Bioética

Cilene Rennó Junqueira


Terceiro desafio ético: o esclarecimento

Para que uma pessoa possa consentir (aceitar) um tratamento, é preciso que ela esteja suficientemente informada. Isso significa que o profissional tem um papel muito importante no esclarecimento das pessoas. Para que esse esclarecimento ocorra, contudo, não basta fornecer ao paciente uma série de informações na primeira consulta. É preciso que essas informações a respeito da saúde do paciente tenham sido compreendidas e que sejam renovadas no decorrer do tratamento.

Muitas vezes, na consulta inicial, o paciente está com medo ou ansioso em razão do desconhecido (não sabe como o profissional vai lidar com seu problema de saúde) ou por estar com dor. Esses fatores (medo, ansiedade e dor) limitam a autonomia do paciente. Se essa pessoa (paciente) estiver ansiosa, com medo ou com dor, ela estará vulnerável (terá limitação de sua autonomia) e, por isso, é muito importante que o profissional esteja preparado para lidar com essa situação. Nesses momentos, é fundamental que o profissional explique ainda melhor para o paciente no que consistirá seu tratamento e retome essas informações nas consultas futuras.

Outro fator fundamental é que, para haver esse esclarecimento, é preciso que as informações fornecidas sejam compreendidas. Nem tudo o que o profissional vai dizer para o paciente será entendido em um primeiro momento. Por isso, é preciso se certificar de que o paciente entendeu no que consistirá o tratamento. Para tanto, é necessário mais do que perguntar ao paciente "Você entendeu?". É primordial conversar com o paciente e perguntar para ele "O que você entendeu a respeito de seu tratamento, ou de seu problema de saúde?".

*TRABALHO SOLICITADO*.
Transcreva do trecho sobre o esclarecimento ao paciente a passagem que vai de "Muitas vezes, na" até "nas consultas futuras.". Os dados a seguir não são necessários.

Descrições de regiões em linguagem natural

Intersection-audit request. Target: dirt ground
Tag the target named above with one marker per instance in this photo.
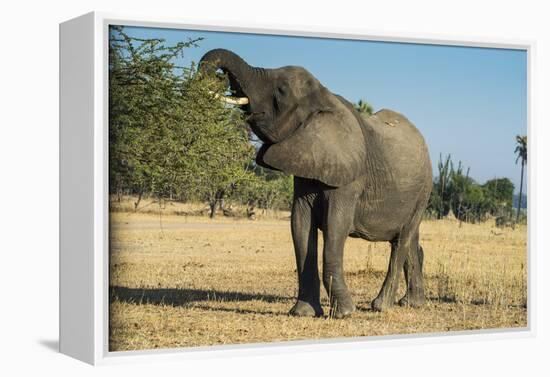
(182, 281)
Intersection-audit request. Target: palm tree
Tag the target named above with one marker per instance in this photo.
(521, 150)
(364, 108)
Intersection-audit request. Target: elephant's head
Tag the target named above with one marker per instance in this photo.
(306, 130)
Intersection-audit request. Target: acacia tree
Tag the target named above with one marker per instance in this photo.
(521, 151)
(168, 136)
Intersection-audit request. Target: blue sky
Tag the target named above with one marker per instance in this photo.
(469, 102)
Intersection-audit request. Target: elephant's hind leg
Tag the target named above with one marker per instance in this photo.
(414, 295)
(400, 250)
(338, 220)
(304, 237)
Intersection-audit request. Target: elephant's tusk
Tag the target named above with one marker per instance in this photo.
(232, 100)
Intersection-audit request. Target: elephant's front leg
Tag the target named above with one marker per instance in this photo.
(337, 226)
(304, 236)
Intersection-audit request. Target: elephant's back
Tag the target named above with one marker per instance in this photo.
(402, 146)
(406, 167)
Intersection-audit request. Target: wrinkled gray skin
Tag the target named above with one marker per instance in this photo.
(367, 178)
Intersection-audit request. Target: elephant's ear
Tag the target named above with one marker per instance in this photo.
(328, 146)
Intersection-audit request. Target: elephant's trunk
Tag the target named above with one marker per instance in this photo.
(240, 74)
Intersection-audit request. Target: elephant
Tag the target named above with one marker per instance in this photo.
(362, 177)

*SUA RESPOSTA*.
Muitas vezes, na consulta inicial, o paciente está com medo ou ansioso em razão do desconhecido (não sabe como o profissional vai lidar com seu problema de saúde) ou por estar com dor. Esses fatores (medo, ansiedade e dor) limitam a autonomia do paciente. Se essa pessoa (paciente) estiver ansiosa, com medo ou com dor, ela estará vulnerável (terá limitação de sua autonomia) e, por isso, é muito importante que o profissional esteja preparado para lidar com essa situação. Nesses momentos, é fundamental que o profissional explique ainda melhor para o paciente no que consistirá seu tratamento e retome essas informações nas consultas futuras.